▸ TASK OBJECTIVE
Can you echo back, word for word, the part of the listing below from the line with "Locate the night" up to and including the line with "pixel 783 377"?

▸ INFORMATION SUPPLIED
========

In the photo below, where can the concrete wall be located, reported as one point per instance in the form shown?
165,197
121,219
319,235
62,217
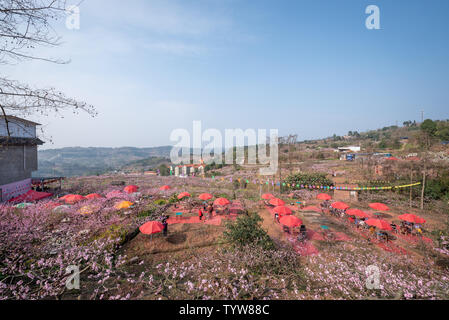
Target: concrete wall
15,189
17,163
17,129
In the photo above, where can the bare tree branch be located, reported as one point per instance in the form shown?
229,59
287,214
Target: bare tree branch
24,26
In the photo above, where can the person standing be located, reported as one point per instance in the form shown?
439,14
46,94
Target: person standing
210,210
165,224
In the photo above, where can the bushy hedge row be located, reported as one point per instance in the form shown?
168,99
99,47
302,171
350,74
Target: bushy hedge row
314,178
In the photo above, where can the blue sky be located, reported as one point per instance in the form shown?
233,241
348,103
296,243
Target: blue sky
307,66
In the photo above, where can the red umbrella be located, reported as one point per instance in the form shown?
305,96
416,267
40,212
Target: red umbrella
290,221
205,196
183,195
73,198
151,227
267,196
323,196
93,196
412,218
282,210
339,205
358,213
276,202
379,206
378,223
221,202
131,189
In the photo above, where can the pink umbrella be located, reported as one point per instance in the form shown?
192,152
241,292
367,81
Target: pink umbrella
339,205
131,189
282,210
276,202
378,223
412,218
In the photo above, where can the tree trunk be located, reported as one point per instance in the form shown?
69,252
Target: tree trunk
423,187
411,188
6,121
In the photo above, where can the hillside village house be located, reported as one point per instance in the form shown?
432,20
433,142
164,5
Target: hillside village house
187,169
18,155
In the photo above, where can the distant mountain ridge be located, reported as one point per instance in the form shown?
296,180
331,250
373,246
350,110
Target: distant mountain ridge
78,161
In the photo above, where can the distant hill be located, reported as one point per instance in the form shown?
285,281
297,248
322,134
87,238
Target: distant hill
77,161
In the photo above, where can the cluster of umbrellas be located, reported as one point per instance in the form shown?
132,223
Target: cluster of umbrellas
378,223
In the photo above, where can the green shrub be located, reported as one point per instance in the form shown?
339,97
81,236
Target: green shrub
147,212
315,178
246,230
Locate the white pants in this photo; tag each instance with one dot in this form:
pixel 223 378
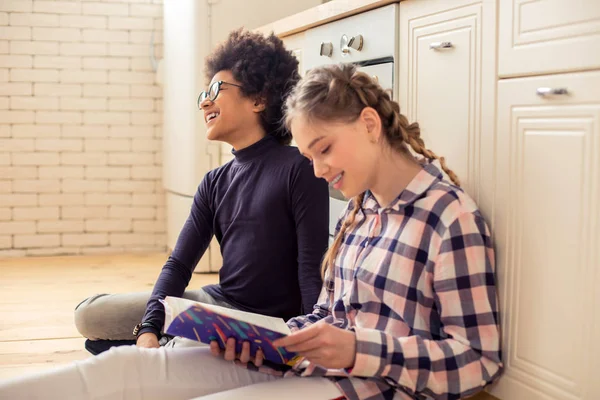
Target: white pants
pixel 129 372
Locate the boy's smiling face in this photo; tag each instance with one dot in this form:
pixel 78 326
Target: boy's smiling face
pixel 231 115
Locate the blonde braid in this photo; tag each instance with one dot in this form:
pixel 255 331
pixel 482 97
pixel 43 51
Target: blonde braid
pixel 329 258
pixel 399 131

========

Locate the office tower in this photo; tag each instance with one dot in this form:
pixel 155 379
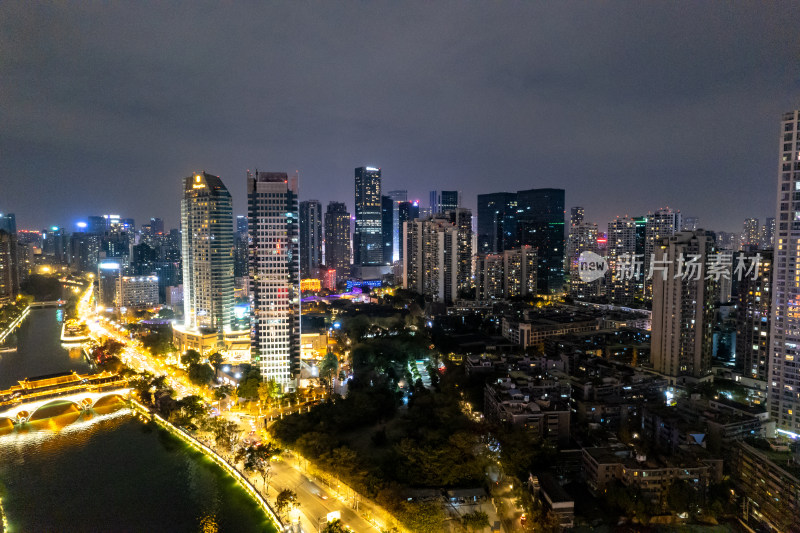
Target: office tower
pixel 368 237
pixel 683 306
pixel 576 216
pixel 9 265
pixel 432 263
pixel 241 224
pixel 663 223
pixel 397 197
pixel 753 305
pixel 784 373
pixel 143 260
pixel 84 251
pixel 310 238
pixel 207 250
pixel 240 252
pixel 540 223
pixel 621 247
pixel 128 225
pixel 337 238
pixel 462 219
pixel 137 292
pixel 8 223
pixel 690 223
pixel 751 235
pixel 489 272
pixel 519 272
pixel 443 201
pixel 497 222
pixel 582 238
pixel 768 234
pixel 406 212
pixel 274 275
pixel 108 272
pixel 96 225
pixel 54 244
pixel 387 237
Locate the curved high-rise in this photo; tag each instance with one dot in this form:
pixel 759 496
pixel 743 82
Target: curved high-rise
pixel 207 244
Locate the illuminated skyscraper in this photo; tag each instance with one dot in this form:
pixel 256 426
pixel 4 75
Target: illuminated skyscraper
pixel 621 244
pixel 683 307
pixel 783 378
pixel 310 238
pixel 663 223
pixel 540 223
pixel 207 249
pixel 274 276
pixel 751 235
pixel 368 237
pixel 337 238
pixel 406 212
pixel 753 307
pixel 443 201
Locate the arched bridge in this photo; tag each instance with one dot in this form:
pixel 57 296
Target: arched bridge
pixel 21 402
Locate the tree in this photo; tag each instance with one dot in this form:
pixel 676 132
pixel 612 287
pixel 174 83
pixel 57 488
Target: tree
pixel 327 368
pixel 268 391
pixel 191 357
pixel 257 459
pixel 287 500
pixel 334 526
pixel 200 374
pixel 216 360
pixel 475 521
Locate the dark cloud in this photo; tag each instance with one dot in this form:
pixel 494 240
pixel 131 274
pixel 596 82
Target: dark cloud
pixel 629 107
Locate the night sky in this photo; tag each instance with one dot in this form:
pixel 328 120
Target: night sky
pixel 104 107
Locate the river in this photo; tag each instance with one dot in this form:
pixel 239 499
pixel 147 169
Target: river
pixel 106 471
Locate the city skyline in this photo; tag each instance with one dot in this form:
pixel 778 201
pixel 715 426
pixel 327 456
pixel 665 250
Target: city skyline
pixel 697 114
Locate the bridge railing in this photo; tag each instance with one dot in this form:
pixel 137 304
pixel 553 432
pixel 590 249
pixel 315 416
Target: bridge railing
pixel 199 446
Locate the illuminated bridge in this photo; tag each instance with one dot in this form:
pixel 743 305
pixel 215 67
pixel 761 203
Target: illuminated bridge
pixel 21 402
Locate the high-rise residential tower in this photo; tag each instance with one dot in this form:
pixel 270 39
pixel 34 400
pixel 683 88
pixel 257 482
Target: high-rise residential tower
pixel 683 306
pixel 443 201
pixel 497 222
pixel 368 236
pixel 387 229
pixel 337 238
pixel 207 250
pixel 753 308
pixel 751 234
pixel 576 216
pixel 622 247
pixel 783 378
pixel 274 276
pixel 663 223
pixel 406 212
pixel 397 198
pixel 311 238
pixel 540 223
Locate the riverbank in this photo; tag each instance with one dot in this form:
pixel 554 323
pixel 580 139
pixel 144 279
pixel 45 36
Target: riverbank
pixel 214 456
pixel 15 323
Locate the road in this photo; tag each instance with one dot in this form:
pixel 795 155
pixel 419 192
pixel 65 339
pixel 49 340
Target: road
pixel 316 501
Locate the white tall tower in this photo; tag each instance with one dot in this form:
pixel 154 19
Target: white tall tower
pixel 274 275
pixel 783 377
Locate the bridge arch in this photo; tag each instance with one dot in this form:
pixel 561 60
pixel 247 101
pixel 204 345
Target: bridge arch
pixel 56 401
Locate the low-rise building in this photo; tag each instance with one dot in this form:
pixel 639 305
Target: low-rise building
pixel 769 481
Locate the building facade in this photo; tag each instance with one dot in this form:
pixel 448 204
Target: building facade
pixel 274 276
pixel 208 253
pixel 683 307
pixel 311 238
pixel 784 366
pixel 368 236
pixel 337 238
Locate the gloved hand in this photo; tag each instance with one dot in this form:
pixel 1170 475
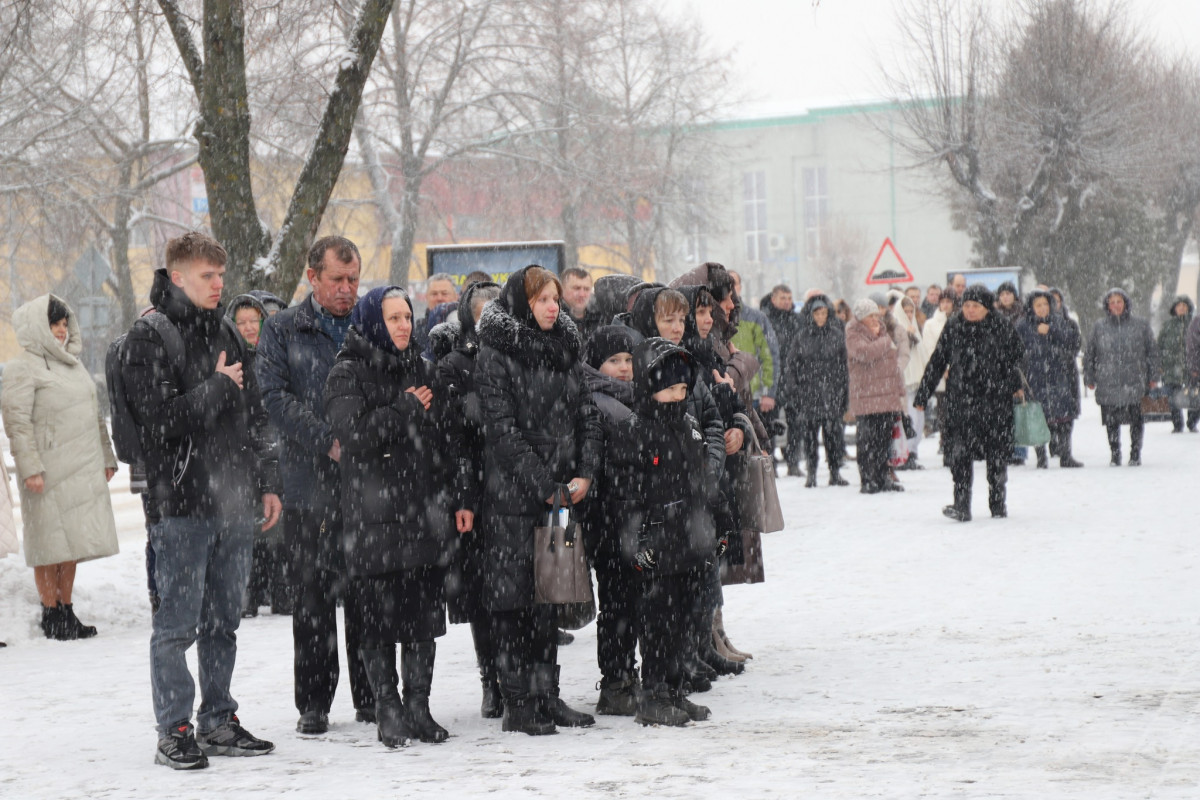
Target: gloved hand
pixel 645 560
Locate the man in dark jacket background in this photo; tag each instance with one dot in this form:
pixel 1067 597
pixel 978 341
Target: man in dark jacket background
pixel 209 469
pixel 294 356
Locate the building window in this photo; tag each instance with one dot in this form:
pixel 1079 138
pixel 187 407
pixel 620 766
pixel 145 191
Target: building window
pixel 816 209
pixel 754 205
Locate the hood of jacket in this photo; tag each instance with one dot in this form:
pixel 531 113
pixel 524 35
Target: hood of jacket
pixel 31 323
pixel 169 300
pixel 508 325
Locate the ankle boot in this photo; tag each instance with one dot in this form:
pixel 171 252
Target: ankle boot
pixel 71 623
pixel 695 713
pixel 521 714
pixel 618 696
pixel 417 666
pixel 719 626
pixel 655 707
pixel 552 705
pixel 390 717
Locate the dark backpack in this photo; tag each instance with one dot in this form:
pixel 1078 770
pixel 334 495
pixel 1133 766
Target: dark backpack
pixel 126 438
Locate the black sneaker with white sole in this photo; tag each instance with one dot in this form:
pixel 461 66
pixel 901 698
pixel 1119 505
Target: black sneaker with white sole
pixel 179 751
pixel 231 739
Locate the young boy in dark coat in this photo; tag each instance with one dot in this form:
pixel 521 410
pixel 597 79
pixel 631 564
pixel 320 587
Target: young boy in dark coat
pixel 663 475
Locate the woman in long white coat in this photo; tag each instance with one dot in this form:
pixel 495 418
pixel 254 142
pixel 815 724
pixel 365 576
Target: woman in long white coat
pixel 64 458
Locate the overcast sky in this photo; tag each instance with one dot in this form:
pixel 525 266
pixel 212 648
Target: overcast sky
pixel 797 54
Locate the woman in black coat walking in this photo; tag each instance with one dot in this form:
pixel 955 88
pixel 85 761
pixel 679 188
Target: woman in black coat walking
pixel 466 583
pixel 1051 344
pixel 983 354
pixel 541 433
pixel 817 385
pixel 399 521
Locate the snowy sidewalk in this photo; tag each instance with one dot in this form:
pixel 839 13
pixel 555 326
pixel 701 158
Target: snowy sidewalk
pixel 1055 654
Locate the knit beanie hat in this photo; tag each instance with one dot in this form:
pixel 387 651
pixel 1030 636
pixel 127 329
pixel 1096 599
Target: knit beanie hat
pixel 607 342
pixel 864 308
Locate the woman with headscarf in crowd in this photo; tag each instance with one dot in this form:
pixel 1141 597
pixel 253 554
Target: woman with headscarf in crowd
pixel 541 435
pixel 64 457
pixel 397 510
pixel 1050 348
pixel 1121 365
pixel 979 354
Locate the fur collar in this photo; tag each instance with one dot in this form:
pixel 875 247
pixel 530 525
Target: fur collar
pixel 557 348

========

▸ SOLUTION TO THIS EXERCISE
Locate the night sky in this photo; tag each instance with one dot in this form:
pixel 328 120
Target: night sky
pixel 104 107
Locate the river in this photo; tag each instance with one dot in this form:
pixel 239 499
pixel 147 169
Target: river
pixel 106 471
Locate the city skyline in this photo; tag each instance with one dot in this form:
pixel 778 201
pixel 715 426
pixel 327 456
pixel 665 250
Target: city skyline
pixel 697 114
Locate the bridge railing in this photo; tag each instance with one dot in this form:
pixel 137 304
pixel 553 432
pixel 590 249
pixel 315 416
Target: bridge railing
pixel 199 446
Locate the illuminated bridge in this photo; tag each instance with one dot in this form:
pixel 743 305
pixel 215 67
pixel 761 203
Target: illuminated bridge
pixel 21 402
Locate the high-rise residential tower in this photo; tag each instance with one dot in this form:
pixel 270 39
pixel 34 400
pixel 683 88
pixel 257 482
Target: high-rise residential tower
pixel 683 306
pixel 443 201
pixel 497 222
pixel 368 236
pixel 387 229
pixel 337 238
pixel 207 250
pixel 753 308
pixel 751 234
pixel 576 216
pixel 622 247
pixel 783 378
pixel 274 276
pixel 663 223
pixel 406 212
pixel 397 198
pixel 311 238
pixel 540 223
Locate the riverbank in this photo; tag each instance with one dot in this form:
pixel 554 323
pixel 580 139
pixel 144 279
pixel 45 36
Target: riverbank
pixel 214 456
pixel 15 323
Locate the road in this photo; tag each instance with one dot in this form:
pixel 795 155
pixel 419 192
pixel 65 339
pixel 49 340
Target: road
pixel 316 501
Locate the white tall tower in this photo; tag each instance with one dot in this form:
pixel 154 19
Target: white tall tower
pixel 274 275
pixel 783 377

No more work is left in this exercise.